Print the whole listing again, exactly as it stands.

_ _ _ _ _ _ _

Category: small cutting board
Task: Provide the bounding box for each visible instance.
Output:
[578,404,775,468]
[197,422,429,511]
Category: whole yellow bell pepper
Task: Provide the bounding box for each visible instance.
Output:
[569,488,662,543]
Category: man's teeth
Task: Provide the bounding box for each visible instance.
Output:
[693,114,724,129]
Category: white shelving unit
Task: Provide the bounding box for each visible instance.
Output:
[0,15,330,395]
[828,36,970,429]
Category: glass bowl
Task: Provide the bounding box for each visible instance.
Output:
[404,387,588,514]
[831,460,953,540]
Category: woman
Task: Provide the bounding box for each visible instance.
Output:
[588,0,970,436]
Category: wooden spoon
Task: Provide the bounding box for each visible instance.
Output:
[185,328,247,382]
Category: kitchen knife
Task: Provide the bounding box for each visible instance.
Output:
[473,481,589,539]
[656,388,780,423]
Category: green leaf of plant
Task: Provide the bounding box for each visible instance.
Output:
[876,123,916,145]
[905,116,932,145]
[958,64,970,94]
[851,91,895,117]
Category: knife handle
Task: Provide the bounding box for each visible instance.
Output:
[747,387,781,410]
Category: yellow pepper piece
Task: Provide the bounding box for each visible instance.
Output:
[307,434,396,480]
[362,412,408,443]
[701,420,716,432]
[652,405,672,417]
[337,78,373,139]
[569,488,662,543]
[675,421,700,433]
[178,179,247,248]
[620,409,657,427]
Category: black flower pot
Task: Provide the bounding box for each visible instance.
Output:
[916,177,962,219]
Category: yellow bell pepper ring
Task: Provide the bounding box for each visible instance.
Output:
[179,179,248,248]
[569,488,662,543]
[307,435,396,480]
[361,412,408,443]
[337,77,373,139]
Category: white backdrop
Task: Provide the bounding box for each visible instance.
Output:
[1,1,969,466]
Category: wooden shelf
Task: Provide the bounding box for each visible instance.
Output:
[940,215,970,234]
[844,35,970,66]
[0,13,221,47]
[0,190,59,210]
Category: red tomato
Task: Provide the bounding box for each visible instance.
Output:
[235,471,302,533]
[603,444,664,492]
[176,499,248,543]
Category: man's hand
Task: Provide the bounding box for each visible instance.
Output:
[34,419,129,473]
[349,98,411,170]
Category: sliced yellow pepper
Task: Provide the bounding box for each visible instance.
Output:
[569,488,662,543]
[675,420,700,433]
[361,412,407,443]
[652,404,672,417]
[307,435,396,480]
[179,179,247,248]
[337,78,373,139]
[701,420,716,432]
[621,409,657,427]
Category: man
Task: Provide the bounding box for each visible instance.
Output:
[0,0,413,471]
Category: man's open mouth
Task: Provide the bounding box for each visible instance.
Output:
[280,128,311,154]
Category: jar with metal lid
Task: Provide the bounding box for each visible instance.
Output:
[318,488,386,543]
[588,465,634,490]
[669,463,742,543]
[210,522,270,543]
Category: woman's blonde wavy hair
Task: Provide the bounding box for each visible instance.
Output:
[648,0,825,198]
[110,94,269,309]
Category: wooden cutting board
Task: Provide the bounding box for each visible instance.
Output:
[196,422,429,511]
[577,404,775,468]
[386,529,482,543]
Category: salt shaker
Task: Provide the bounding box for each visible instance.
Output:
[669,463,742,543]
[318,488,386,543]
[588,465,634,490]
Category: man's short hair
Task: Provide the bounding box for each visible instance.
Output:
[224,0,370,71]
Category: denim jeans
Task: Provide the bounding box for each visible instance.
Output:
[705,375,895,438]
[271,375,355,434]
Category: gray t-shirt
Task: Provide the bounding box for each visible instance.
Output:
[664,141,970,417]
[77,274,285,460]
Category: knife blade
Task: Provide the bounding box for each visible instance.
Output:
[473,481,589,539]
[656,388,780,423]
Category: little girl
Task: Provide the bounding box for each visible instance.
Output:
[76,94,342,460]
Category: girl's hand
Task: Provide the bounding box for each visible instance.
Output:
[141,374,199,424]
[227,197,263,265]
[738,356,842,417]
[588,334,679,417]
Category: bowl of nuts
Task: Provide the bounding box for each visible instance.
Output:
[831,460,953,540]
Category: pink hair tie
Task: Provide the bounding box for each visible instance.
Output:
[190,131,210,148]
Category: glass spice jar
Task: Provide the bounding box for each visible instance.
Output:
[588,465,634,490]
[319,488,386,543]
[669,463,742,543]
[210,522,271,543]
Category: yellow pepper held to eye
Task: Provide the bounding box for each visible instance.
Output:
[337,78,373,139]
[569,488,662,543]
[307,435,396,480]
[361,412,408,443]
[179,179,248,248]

_ _ _ _ _ _ _

▸ Solution below:
Category: small cutting board
Task: Provide the bounding box for each visible instance.
Output:
[578,404,775,468]
[197,422,429,511]
Category: whole yellow bell pepper
Task: Provide the bounding box for each visible instance.
Output:
[569,488,662,543]
Category: man's teeth
Task: Provide the bounding box for each visible instance.
Output:
[693,114,724,129]
Category: white shelving unit
Task: Provide the bounding box for each visible instance.
Output:
[0,15,330,395]
[828,36,970,429]
Category: glass bowl
Task: Provide the bounding box for each visible instance.
Output:
[404,387,588,514]
[831,460,953,540]
Category: woman
Task: Provide the bounding box for each visible instance.
Output:
[588,0,970,436]
Category: wooden spoon
Task: Provide the bounding box for each visible instance.
Output:
[185,328,247,382]
Category: kitchen knife
Task: Provide the bounding box for each visible instance.
Output:
[473,481,589,539]
[656,388,780,423]
Category: green leaf of plant
Task: Provide the bounding box for each visible instance.
Output:
[876,123,916,145]
[905,116,932,145]
[958,64,970,94]
[851,91,895,117]
Category: knife handle
Task: Provide the bounding box for each visible instance.
Output:
[747,387,781,410]
Category: yellow pepper piece
Task: Provide the bounding box for each visible instance.
Output:
[307,434,396,480]
[362,412,408,443]
[701,420,716,432]
[652,405,672,417]
[337,78,373,139]
[569,488,662,543]
[675,421,700,433]
[178,179,247,248]
[620,409,657,427]
Category: black flower pot
Task: Provide the bounding box for each visible instance.
Output:
[916,177,962,219]
Category: yellow bell pepper ring
Task: Provide the bounding box for each visible instance.
Output:
[179,179,248,248]
[569,488,662,543]
[307,435,396,480]
[361,412,408,443]
[337,77,373,139]
Category: white backdrop
Task: Provide the bounding box for each visible instance.
Output:
[1,1,969,466]
Category: wooden shelf
Task: Provide the bounding box for each visible instance.
Output:
[940,215,970,234]
[844,35,970,66]
[0,13,221,47]
[0,190,59,210]
Category: red tomato
Task: Provide the bounding box for each visible instance.
Output:
[235,471,302,533]
[603,444,664,492]
[176,499,248,543]
Category: man's hand
Task: Provide the bounding box for each visible instance.
Output:
[34,419,129,473]
[349,98,411,170]
Category: sliced yellow pepper
Task: Provide the bounding box for each visible instance.
Output:
[569,488,662,543]
[675,420,700,433]
[361,412,407,443]
[652,404,672,417]
[307,435,396,480]
[179,179,247,248]
[337,78,373,139]
[701,420,716,432]
[621,409,657,427]
Category: man
Task: Provide the bounding box for each visible instance.
Output:
[0,0,413,471]
Category: man's open mouth
Task: Provide the bounding box for each visible instance.
Output:
[280,128,311,154]
Category: jar with metal lid
Task: Provide the bounding box for each visible instance.
Output:
[318,488,386,543]
[588,465,634,490]
[669,463,742,543]
[210,522,270,543]
Category: woman's blonde wavy hair
Task: Provide the bounding box for each visible instance.
Output:
[648,0,825,198]
[110,94,269,309]
Category: wooden cutting board
Task: Provide the bounding box for each visible instance.
Output:
[196,422,429,511]
[577,404,775,468]
[386,529,482,543]
Category: salt shaker
Task: Provide the bounding box for each visible instance.
Output:
[669,463,742,543]
[318,488,386,543]
[588,465,634,490]
Category: man's short hair
Task: Provide the bounding box for each visible instance.
Output:
[224,0,370,71]
Category: denim jeans
Task: Provide the bounding box for each visible instance.
Output:
[705,375,895,438]
[271,375,355,434]
Category: gray t-shirt
Task: Provide the bounding box for each visible instance.
Output:
[664,141,970,417]
[77,274,285,460]
Category: knife blade
Task: Provide the bounding box for each visible instance.
Output:
[473,481,589,539]
[656,388,780,423]
Category: little girl
Task: Provide the bounding box for each visible instance.
Output:
[76,94,342,460]
Category: girl's hand
Task: Provide the bounding box for each visible instance.
Output:
[141,374,199,424]
[227,197,263,265]
[738,356,842,417]
[588,334,679,417]
Category: bowl of nuts
Task: Provide the bounding box for each visible instance.
Output:
[831,460,953,540]
Category: pink hair tie
Task: Provide the bounding box for each visible instance.
Output:
[190,131,210,148]
Category: glass spice jar
Task: Provide the bounding box for each visible instance.
Output:
[588,465,634,490]
[319,488,386,543]
[669,463,742,543]
[210,522,271,543]
Category: yellow pepper held to eye
Task: Provide the bounding box for each visible instance.
Output:
[337,78,373,139]
[569,488,662,543]
[307,435,396,480]
[361,412,408,443]
[179,179,248,248]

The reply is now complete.